- _Problem details_: Pick up the Links editor's introduction on the Communist Manifesto and the Asian economic crisis after its final sentence and write what comes next.

- _Selected text_:
Links 10: Editor's introduction

‘All that is solid melts into air’: The ‘Communist Manifesto’ and the Asian economic crisis

The 150th anniversary of the Communist Manifesto, falling this year, will doubtless call forth torrents of comment from the entire intellectual and political spectrum. This “dated over-reaction to capitalism’s phase of early industrialisation” will have its pointlessness proved for the millionth time. And this, no doubt, while special editions are already in preparation to meet the inexplicably persistent demand for the irrelevant treatise!
In this Links we print an extensive assessment of the ongoing timeliness of the Manifesto, an edited version of a presentation by the National Secretary of the Democratic Socialist Party of Australia, John Percy, to the DSP’s educational conference of the Manifesto, held in January.
Percy tests the Manifesto against the economic crisis in Asia, a theme also taken up by Chow Wei Cheng, whose analysis in particular aims to demystify those analyses which focus almost exclusively on the monetary and banking aspects of the almighty simultaneous crash of the economies of East Asia.
Following on the debate between Phil Hearse and Irwin Silber in the last Links (No. 9, November 1997–February 1998) over Silber’s book Socialism: What Went Wrong?, we reprint a selection from a monograph by Indian Marxist Randhir Singh called Crisis of Socialism: Notes in Defence of a Commitment. Singh’s particular theme is the genuinely popular and historically just nature of the October Revolution.

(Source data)
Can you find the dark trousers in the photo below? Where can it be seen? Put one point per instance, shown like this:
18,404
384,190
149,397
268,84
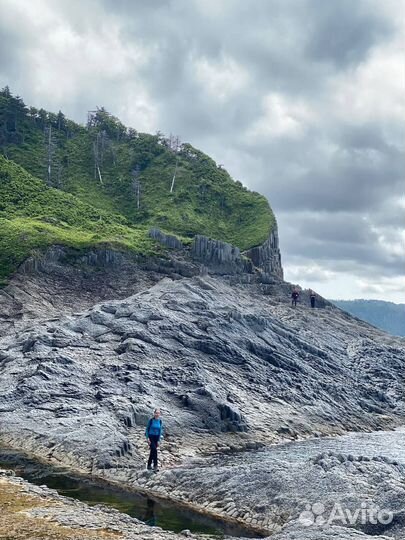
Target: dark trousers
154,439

* * *

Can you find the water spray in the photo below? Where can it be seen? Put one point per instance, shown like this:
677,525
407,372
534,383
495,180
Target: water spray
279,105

--

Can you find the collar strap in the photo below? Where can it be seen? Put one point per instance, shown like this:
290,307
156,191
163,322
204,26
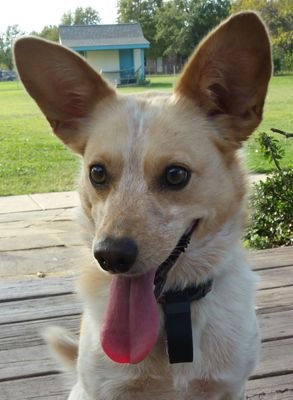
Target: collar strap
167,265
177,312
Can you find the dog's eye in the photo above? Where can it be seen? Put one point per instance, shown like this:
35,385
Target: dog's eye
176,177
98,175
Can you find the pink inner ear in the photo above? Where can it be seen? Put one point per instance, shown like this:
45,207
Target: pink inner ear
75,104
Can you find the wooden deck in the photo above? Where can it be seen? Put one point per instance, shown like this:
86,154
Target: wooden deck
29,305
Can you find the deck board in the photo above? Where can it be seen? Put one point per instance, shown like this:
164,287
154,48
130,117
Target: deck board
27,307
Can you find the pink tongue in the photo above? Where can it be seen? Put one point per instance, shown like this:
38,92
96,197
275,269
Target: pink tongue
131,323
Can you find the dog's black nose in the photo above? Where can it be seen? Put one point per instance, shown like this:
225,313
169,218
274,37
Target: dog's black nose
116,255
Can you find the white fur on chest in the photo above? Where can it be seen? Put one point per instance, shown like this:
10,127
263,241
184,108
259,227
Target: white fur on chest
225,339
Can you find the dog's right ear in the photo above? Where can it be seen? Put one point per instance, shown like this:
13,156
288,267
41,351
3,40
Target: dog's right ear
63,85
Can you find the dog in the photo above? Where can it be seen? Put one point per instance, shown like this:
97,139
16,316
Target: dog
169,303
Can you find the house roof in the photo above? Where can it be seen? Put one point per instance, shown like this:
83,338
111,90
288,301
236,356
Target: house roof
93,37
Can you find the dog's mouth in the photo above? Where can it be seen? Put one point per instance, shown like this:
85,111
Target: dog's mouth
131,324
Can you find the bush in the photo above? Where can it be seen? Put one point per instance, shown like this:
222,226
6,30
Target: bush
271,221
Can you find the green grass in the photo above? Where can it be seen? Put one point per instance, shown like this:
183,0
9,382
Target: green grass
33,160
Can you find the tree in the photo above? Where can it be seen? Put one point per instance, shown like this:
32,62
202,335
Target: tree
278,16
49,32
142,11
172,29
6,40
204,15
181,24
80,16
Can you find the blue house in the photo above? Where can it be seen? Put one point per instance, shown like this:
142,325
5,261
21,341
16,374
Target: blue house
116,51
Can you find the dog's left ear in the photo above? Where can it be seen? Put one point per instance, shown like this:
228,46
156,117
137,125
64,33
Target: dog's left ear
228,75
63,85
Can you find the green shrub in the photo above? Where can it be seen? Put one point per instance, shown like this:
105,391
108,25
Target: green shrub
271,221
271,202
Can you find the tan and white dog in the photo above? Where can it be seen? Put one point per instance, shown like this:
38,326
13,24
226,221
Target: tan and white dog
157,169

- _Expected answer_:
The unbridgeable antagonism between capitalism and the environment is the theme of an essay by Allen Myers, former editor of Australia’s Green Left Weekly. In particular Myers analyses the impossibility of market-based nostrums (green taxes and incentives) providing a solution to the accelerating crisis of the environment. For Myers, capitalism, as generalised commodity economy, simply precludes such a solution: “The environmentalists who put forward or support such schemes imagine that the problem is that our society puts too low a dollar value on the environment…but the real problem is that money is made the measure of non-economic phenomena, such as the environment…by further legitimating the primacy of profits, they actually worsen the environmental crisis.”
Our South African discussion continues with an interchange between the SACP’s Dale McKinley and Fourth Internationalist Carl Brecker over the dynamics of the South African revolution, focussing on what stance to take towards the post-apartheid Mandela government. In Latin America one of the most dynamic movements, the Rural Landless Workers’ campaign of land occupations, is analysed by James Petras.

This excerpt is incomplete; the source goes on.